----- Source data

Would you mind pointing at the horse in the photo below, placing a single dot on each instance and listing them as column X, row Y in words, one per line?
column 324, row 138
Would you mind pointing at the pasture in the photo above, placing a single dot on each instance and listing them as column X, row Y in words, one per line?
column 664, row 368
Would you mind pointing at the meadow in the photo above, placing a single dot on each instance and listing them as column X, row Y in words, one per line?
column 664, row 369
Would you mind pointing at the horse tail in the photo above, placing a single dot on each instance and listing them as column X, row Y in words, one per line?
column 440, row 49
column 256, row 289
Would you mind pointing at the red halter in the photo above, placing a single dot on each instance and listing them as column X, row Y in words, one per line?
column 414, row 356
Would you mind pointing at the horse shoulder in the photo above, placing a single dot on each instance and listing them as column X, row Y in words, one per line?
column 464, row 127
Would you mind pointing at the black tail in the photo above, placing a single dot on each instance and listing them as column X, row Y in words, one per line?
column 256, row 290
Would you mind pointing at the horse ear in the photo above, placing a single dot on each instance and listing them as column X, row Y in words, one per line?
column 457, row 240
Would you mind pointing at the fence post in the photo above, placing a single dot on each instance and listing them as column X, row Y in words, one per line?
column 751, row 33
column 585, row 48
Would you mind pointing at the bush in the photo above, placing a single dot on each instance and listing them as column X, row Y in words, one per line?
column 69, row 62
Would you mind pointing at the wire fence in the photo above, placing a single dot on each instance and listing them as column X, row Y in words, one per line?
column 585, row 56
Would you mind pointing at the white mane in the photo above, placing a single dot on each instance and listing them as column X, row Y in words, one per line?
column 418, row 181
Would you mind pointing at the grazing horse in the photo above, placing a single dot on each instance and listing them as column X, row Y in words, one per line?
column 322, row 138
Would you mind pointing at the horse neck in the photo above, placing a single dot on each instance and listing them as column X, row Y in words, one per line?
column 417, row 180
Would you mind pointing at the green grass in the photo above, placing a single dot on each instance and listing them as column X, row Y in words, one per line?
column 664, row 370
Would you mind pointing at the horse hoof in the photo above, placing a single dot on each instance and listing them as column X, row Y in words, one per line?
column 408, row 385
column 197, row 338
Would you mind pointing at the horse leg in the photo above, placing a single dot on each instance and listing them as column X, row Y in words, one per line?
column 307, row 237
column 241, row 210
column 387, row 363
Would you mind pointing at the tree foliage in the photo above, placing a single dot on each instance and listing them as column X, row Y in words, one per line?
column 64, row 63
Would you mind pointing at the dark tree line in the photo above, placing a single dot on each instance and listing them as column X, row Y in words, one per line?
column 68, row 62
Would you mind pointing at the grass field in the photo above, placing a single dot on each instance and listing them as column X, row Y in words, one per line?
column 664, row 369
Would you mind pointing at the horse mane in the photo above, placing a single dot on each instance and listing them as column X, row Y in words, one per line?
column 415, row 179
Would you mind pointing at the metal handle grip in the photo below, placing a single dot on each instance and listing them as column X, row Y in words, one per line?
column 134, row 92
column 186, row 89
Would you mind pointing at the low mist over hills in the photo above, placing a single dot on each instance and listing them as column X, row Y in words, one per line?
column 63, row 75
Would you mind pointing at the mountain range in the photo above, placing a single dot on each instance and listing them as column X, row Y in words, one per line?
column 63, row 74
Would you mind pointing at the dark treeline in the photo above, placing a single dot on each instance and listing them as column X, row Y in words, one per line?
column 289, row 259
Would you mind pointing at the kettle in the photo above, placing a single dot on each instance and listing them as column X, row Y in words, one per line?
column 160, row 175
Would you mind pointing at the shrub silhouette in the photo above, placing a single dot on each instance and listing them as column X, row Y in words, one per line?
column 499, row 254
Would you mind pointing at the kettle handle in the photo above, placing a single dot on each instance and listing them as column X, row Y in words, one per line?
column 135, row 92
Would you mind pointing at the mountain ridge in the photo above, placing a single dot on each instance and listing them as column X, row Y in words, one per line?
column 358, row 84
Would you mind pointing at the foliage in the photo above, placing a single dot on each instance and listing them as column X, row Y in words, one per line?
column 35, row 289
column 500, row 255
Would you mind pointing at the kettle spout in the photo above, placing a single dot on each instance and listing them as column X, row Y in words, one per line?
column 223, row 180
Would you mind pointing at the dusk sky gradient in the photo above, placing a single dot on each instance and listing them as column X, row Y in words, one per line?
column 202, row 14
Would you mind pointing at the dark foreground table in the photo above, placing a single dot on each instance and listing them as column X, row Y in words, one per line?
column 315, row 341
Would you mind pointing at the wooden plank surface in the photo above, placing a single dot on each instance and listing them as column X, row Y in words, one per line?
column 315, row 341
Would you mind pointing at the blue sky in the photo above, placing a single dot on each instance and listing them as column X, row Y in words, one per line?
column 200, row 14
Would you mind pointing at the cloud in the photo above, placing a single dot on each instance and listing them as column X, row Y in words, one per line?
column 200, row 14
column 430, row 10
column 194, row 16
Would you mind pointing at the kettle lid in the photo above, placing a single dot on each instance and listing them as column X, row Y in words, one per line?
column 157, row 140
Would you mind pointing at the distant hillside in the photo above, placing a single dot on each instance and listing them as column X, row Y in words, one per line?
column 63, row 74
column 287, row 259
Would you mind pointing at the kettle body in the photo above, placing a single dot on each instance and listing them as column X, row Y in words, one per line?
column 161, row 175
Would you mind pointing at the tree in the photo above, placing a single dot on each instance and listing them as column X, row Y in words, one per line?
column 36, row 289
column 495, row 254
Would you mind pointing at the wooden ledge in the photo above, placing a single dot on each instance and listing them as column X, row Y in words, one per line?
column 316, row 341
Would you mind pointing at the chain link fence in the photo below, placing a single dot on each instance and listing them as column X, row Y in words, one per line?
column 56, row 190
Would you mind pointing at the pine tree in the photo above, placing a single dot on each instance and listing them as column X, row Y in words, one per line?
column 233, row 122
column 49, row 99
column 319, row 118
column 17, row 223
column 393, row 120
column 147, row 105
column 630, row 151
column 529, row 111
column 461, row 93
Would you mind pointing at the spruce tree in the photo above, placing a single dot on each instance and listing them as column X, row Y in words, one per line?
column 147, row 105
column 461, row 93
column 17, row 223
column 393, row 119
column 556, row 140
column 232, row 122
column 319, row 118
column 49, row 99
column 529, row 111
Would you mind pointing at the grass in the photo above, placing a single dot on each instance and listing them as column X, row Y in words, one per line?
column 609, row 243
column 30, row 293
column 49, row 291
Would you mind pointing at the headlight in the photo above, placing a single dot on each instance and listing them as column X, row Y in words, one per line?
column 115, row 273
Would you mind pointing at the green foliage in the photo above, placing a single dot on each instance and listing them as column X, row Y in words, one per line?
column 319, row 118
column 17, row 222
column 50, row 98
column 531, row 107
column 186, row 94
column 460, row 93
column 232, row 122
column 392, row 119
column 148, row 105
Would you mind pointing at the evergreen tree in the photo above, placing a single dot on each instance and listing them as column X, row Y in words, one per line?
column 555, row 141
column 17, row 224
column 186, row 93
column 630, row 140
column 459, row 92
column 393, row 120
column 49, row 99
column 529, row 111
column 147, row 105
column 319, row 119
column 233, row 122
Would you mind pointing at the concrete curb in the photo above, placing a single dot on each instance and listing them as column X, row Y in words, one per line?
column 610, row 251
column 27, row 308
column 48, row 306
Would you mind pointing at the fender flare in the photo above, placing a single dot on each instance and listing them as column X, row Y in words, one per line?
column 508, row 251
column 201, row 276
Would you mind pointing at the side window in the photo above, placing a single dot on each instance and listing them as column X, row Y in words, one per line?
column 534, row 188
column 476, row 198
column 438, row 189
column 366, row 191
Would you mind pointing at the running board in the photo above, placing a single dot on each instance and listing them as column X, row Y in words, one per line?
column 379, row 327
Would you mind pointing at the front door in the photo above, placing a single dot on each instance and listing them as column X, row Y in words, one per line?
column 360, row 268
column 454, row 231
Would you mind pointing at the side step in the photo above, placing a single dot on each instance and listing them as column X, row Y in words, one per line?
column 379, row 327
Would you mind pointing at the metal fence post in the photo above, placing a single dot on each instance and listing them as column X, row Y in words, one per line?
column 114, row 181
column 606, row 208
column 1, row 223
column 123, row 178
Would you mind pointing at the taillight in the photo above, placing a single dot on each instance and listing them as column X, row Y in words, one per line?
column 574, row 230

----------

◆ Exercise goal
Go back to the data above and please quote exactly, and only, the lines from the line with "Would you mind pointing at the taillight" through its last line.

◆ Response area
Would you mind pointing at the taillight in the photo above, placing a single dot on each instance and listing them as column X, row Y in words, one per line?
column 574, row 230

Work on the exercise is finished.